**Collection entries**
□ □ □ □

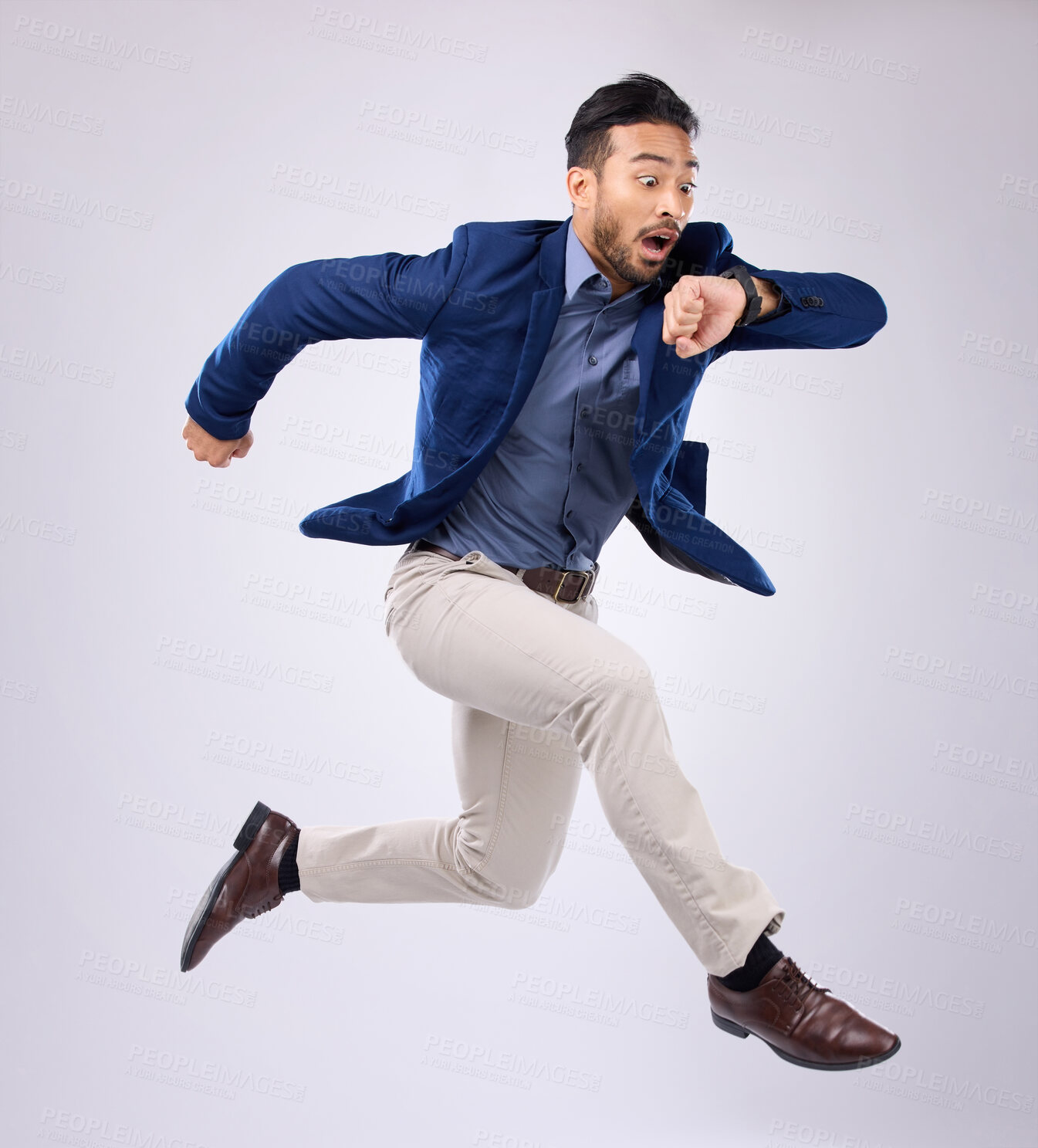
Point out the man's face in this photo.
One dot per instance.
(643, 198)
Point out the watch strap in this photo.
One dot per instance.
(754, 300)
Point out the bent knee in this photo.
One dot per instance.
(625, 673)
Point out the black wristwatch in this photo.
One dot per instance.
(754, 300)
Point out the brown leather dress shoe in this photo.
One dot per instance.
(245, 886)
(801, 1022)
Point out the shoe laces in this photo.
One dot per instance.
(796, 984)
(255, 910)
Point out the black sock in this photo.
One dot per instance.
(759, 959)
(288, 872)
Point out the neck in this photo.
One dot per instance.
(582, 226)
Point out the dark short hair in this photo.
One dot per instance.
(636, 99)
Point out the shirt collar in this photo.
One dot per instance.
(580, 266)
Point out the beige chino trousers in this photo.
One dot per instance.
(540, 693)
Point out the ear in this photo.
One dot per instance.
(582, 186)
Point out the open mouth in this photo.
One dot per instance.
(658, 243)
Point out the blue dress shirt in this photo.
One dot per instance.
(560, 483)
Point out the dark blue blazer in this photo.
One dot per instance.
(485, 308)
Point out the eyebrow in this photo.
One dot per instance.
(662, 158)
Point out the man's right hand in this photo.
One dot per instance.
(215, 452)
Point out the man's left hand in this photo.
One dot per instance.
(698, 311)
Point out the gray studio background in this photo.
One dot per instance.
(864, 738)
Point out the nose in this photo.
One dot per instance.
(674, 205)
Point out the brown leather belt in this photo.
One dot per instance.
(543, 579)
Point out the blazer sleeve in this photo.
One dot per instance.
(817, 309)
(366, 296)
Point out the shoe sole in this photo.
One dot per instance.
(245, 836)
(738, 1030)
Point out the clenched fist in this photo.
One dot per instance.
(698, 311)
(215, 452)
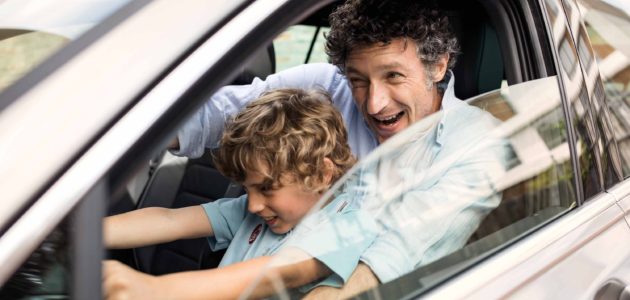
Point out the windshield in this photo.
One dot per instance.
(449, 190)
(32, 30)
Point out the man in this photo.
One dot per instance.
(393, 61)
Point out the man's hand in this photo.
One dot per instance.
(121, 282)
(362, 279)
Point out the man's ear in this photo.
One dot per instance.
(440, 67)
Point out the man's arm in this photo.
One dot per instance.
(255, 278)
(362, 279)
(155, 225)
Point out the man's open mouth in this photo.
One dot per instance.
(391, 120)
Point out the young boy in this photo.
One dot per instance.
(286, 148)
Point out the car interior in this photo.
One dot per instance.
(482, 68)
(496, 51)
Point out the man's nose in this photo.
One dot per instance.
(377, 99)
(255, 203)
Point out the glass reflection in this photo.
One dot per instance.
(502, 170)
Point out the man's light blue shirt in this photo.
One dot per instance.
(336, 236)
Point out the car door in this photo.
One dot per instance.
(578, 255)
(577, 243)
(119, 92)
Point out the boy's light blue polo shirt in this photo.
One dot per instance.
(336, 235)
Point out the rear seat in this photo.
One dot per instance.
(179, 182)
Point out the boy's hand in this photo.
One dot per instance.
(123, 282)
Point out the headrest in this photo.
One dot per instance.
(479, 67)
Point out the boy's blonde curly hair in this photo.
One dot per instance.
(285, 135)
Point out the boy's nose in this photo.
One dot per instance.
(377, 99)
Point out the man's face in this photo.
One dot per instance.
(390, 86)
(281, 209)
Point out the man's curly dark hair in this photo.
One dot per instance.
(361, 23)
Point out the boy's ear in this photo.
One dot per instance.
(329, 168)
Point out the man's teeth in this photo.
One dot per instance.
(390, 120)
(387, 119)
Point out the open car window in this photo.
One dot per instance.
(502, 170)
(31, 33)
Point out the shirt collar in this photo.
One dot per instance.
(449, 101)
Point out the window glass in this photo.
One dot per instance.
(604, 149)
(292, 46)
(608, 26)
(461, 183)
(46, 274)
(32, 30)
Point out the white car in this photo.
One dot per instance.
(91, 93)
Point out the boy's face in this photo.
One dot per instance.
(390, 86)
(281, 209)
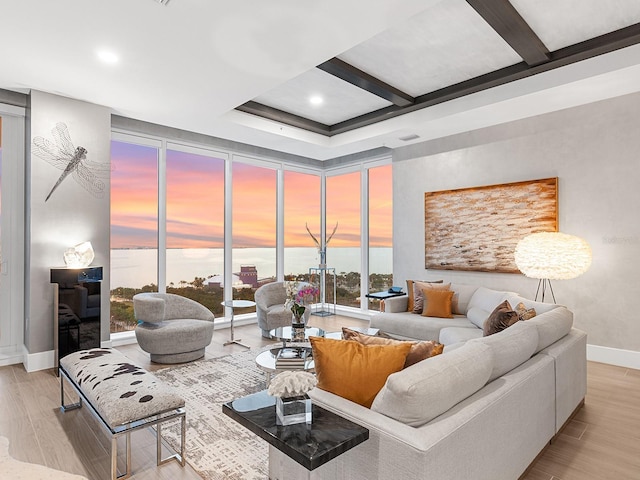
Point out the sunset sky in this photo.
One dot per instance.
(195, 203)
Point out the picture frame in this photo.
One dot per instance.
(478, 228)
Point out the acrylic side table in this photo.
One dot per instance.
(236, 304)
(323, 308)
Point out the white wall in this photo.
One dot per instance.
(69, 217)
(594, 151)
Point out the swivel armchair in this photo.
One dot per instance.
(171, 328)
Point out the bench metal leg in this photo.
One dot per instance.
(71, 406)
(179, 457)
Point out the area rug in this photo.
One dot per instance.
(217, 447)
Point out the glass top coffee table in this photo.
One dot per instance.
(266, 361)
(285, 334)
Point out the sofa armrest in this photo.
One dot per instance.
(396, 304)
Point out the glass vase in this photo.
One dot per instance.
(297, 328)
(292, 410)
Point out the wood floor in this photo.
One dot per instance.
(601, 442)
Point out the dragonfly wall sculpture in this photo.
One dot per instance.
(71, 160)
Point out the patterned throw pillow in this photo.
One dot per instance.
(525, 313)
(437, 303)
(410, 303)
(502, 317)
(418, 296)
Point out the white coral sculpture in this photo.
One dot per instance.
(292, 383)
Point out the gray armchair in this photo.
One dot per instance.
(270, 308)
(171, 328)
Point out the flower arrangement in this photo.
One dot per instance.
(298, 295)
(292, 383)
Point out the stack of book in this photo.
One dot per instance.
(291, 358)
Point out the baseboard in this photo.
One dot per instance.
(10, 356)
(614, 356)
(38, 361)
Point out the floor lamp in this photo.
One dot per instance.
(552, 256)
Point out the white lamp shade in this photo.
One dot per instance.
(552, 256)
(79, 256)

□ □ □ □

**TASK DIRECTIONS**
Omit pictures; set down the rest of the material word for word.

**WORKED ANSWER**
Point out the man's face in this photo.
One dot per instance.
(643, 198)
Point out the watch strap in this photo.
One dot per instance.
(754, 300)
Point out the bent knee in this photo.
One dot per instance.
(625, 673)
Point out the black wristwatch in this photo.
One dot per instance.
(754, 300)
Point out the brown leather dress shoe in this photo.
One dot per instance.
(245, 886)
(801, 1022)
Point out the shoe laces in this photo.
One dot per instance.
(796, 984)
(255, 910)
Point out the black sock in this photo.
One dot per instance.
(759, 959)
(288, 872)
Point out the neck in this photo.
One dot per instance.
(582, 226)
Point out the dark short hair in this photo.
One dot per instance.
(636, 99)
Point out the shirt collar in this photo.
One dot per instance.
(580, 266)
Point out the beige chino trousers in this photo.
One dot per instance.
(540, 693)
Point out the ear in this photo.
One dot per instance.
(582, 186)
Point out the open mouth in this photo.
One dot per instance.
(658, 243)
Point out the blue dress shirt in this photo.
One dot per instance.
(560, 483)
Point out the dark blue blazer in this photo.
One dot per instance.
(485, 308)
Point out the eyebrow in this photo.
One dot per instance.
(662, 158)
Point out the man's right hand in this photo.
One dot per instance.
(215, 452)
Point out the man's left hand in this photo.
One dot per instance.
(698, 311)
Point out the gray studio background in this photo.
One dot per instance.
(864, 738)
Point out the nose in this photo.
One dot per instance.
(674, 205)
Point out the brown leather belt in this photo.
One dot per instance.
(543, 579)
Point out the blazer sleeve in this photo.
One dot per instance.
(817, 309)
(366, 296)
Point out the shoe sole in this photo.
One dot per instance.
(245, 836)
(738, 1030)
Point out the clenched fist in this photo.
One dot per instance.
(698, 311)
(215, 452)
Point out the windshield in this photo.
One dot per instance.
(449, 190)
(32, 30)
Point out the man in this photo.
One dot per instance.
(393, 61)
Point out the man's hand in this photo.
One dot per instance.
(121, 282)
(362, 279)
Point out the man's ear in this photo.
One dot per instance.
(440, 67)
Point out the man's arm in this photo.
One dot per instance.
(255, 278)
(362, 279)
(155, 225)
Point out the man's open mouth in this photo.
One dot per instance.
(391, 120)
Point out the young boy in this photo.
One dot per instance.
(286, 148)
Point out the car interior in this photo.
One dot per instance.
(482, 68)
(496, 51)
Point out the man's nose in this photo.
One dot per instance.
(377, 99)
(255, 203)
Point out the glass reflection in this photo.
One dot per instance.
(502, 170)
Point out the man's light blue shirt in this photo.
One dot per instance.
(336, 236)
Point out the car door in this photo.
One dot per instance.
(578, 255)
(577, 243)
(119, 92)
Point out the boy's light blue polo shirt in this photo.
One dot per instance.
(336, 235)
Point out the rear seat in this photo.
One dot per instance.
(179, 182)
Point out the boy's hand in this photo.
One dot per instance.
(123, 282)
Point out the headrest in this photo.
One dot per instance.
(479, 67)
Point out the boy's blonde curly hair in this photo.
One dot per instance.
(285, 135)
Point out the boy's nose in this photo.
One dot per instance.
(377, 99)
Point out the man's face in this photo.
One dot per instance.
(390, 86)
(281, 209)
Point out the man's curly dark hair in this photo.
One dot per instance.
(361, 23)
Point out the boy's ear in this photo.
One dot per instance.
(329, 168)
Point out the man's teeth in this photo.
One dot per instance.
(390, 120)
(387, 119)
Point out the open car window in this photo.
One dot per instance.
(502, 170)
(31, 33)
Point out the shirt collar in this photo.
One dot per instance.
(449, 101)
Point out the window glass in this photo.
One dot per instance.
(604, 149)
(292, 46)
(608, 26)
(461, 183)
(46, 274)
(32, 30)
Point out the white car in this photo.
One dot per instance.
(91, 93)
Point out the boy's face in this photo.
One dot per instance.
(390, 86)
(281, 209)
Point out the sunset sky in this photo.
One dot per instance.
(195, 203)
Point out the picture frame in this photo.
One dot per instance.
(478, 228)
Point out the acrylic side table in this photo.
One dot per instance.
(236, 304)
(323, 308)
Point out the white wall in this photo.
One dot per instance.
(69, 217)
(594, 151)
Point out the swivel armchair in this photo.
One dot per instance.
(171, 328)
Point out the bench metal leg in this photo.
One dot per instance.
(71, 406)
(179, 457)
Point out the area rug in this photo.
One dot per instance.
(217, 447)
Point out the glass top coffee table in this photo.
One dot per instance.
(266, 361)
(285, 334)
Point out the sofa armrest in this photo.
One dot per instance.
(396, 304)
Point out the glass vase in this photo.
One dot per instance.
(297, 328)
(292, 410)
Point out the wood floor in this photo.
One dot per instance.
(601, 442)
Point out the dragonfly wall sculpture in this photo.
One dot per instance.
(71, 160)
Point out the patterned throw pillow in this photo.
One dot per instance.
(525, 313)
(437, 303)
(410, 303)
(502, 317)
(418, 296)
Point out the white coral sculpture in this photo.
One dot per instance.
(292, 383)
Point out the gray armchair in this photo.
One dot per instance.
(270, 308)
(171, 328)
Point out the flower arrangement in this photo.
One dot per instance.
(298, 295)
(292, 383)
Point out the stack of book in this photo.
One dot per instance.
(291, 358)
Point out the baseboard in this photo.
One dot per instance.
(10, 356)
(614, 356)
(38, 361)
Point out the floor lamp in this photo.
One dot per instance.
(552, 256)
Point out the white lamp shade in this photo.
One dot per instance.
(552, 256)
(79, 256)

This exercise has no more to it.